Work through the records that follow and return each line containing the word "with".
--- START ---
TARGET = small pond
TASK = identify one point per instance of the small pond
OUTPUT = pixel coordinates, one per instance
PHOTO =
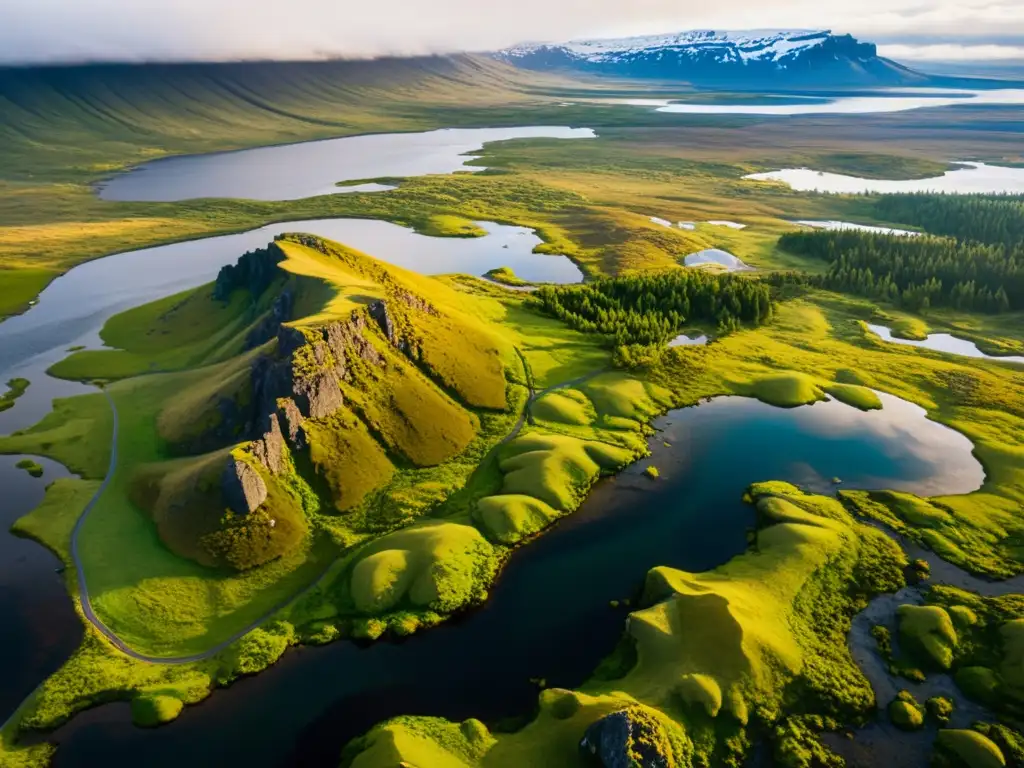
(41, 629)
(971, 178)
(944, 343)
(877, 101)
(312, 168)
(717, 256)
(549, 615)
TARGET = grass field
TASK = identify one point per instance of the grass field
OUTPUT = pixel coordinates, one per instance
(410, 496)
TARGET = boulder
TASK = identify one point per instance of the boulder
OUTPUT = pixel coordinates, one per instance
(620, 739)
(380, 312)
(292, 419)
(269, 450)
(243, 488)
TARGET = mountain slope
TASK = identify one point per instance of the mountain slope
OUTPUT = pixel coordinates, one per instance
(777, 57)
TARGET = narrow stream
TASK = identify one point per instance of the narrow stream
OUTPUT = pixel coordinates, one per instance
(549, 615)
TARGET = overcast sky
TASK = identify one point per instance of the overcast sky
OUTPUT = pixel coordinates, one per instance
(172, 30)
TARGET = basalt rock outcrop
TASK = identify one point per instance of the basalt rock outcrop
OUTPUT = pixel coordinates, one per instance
(626, 739)
(254, 271)
(244, 489)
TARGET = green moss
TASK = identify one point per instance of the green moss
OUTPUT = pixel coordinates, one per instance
(972, 748)
(511, 518)
(31, 467)
(857, 396)
(786, 390)
(928, 632)
(905, 713)
(15, 388)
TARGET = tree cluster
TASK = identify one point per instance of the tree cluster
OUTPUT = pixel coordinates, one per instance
(651, 308)
(918, 272)
(978, 218)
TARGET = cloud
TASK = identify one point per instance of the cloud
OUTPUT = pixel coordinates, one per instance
(174, 30)
(952, 52)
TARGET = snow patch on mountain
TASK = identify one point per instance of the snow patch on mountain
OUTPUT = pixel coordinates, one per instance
(755, 45)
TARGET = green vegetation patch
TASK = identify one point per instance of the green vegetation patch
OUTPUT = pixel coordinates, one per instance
(973, 749)
(15, 388)
(715, 654)
(437, 565)
(30, 466)
(851, 394)
(786, 390)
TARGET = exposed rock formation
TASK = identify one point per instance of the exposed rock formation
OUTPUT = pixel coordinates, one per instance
(269, 450)
(626, 739)
(254, 271)
(244, 489)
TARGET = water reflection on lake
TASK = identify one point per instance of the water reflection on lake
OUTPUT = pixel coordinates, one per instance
(973, 178)
(944, 343)
(558, 587)
(312, 168)
(884, 100)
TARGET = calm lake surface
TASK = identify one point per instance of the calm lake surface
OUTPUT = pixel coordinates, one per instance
(43, 629)
(944, 343)
(840, 225)
(313, 168)
(973, 178)
(884, 100)
(549, 614)
(40, 630)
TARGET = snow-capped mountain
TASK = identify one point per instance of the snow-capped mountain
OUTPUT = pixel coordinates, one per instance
(797, 56)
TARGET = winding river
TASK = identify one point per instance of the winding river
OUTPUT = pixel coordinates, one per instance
(312, 168)
(549, 615)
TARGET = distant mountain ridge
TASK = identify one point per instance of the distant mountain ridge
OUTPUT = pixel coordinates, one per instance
(706, 56)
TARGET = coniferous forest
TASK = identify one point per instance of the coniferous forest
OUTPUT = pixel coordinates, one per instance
(650, 308)
(918, 272)
(991, 219)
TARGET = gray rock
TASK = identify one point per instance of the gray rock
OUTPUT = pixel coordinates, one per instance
(318, 395)
(609, 740)
(243, 488)
(379, 311)
(269, 450)
(292, 419)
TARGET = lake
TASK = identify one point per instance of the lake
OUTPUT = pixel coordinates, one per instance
(884, 100)
(972, 178)
(41, 629)
(313, 168)
(944, 343)
(549, 615)
(73, 308)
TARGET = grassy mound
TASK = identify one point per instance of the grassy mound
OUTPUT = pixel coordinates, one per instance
(557, 469)
(436, 565)
(974, 750)
(184, 499)
(509, 519)
(928, 632)
(857, 396)
(153, 710)
(15, 388)
(347, 458)
(564, 407)
(951, 526)
(786, 390)
(715, 653)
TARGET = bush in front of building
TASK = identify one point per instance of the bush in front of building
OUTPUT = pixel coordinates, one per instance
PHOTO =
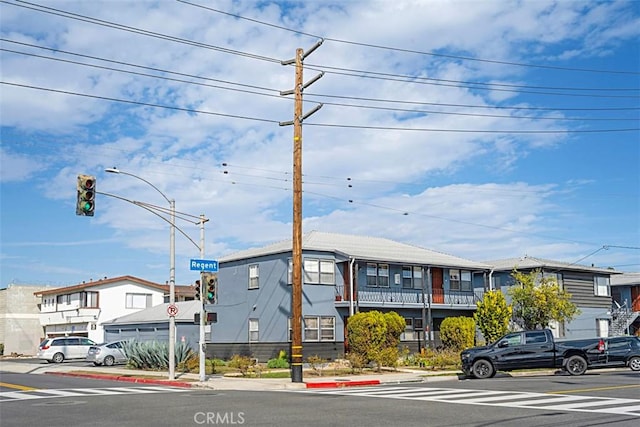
(374, 337)
(280, 362)
(457, 333)
(154, 355)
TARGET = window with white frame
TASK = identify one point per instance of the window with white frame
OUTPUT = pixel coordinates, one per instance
(411, 277)
(138, 300)
(319, 328)
(89, 299)
(465, 280)
(254, 279)
(602, 327)
(460, 280)
(319, 271)
(454, 280)
(601, 286)
(409, 333)
(254, 330)
(378, 275)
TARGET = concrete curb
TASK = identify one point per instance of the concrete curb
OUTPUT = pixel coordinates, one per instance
(339, 384)
(167, 383)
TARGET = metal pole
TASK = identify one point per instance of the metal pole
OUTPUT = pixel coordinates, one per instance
(172, 268)
(172, 292)
(296, 248)
(203, 315)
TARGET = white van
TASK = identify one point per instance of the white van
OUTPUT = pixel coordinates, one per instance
(60, 349)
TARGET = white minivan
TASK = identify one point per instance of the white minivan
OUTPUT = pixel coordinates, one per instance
(60, 349)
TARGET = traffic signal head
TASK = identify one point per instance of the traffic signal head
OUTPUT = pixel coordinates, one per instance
(86, 201)
(198, 290)
(211, 285)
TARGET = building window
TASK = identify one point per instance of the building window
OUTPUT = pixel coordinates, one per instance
(254, 334)
(409, 332)
(378, 275)
(459, 280)
(411, 277)
(465, 280)
(319, 328)
(602, 327)
(89, 299)
(254, 279)
(138, 300)
(319, 271)
(601, 286)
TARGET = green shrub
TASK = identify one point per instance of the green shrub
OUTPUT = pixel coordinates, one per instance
(457, 333)
(279, 363)
(316, 362)
(241, 363)
(154, 355)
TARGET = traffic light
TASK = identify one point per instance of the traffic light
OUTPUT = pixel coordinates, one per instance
(198, 290)
(210, 287)
(86, 195)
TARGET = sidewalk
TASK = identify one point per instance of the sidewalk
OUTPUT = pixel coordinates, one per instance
(218, 382)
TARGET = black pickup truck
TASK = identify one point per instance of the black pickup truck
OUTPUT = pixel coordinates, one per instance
(531, 349)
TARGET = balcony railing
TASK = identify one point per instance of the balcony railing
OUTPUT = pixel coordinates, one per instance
(410, 296)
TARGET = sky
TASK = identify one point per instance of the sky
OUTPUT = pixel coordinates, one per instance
--- END ---
__The answer__.
TARGET = window with white frame
TASK = identify one point per instance of the window with white frame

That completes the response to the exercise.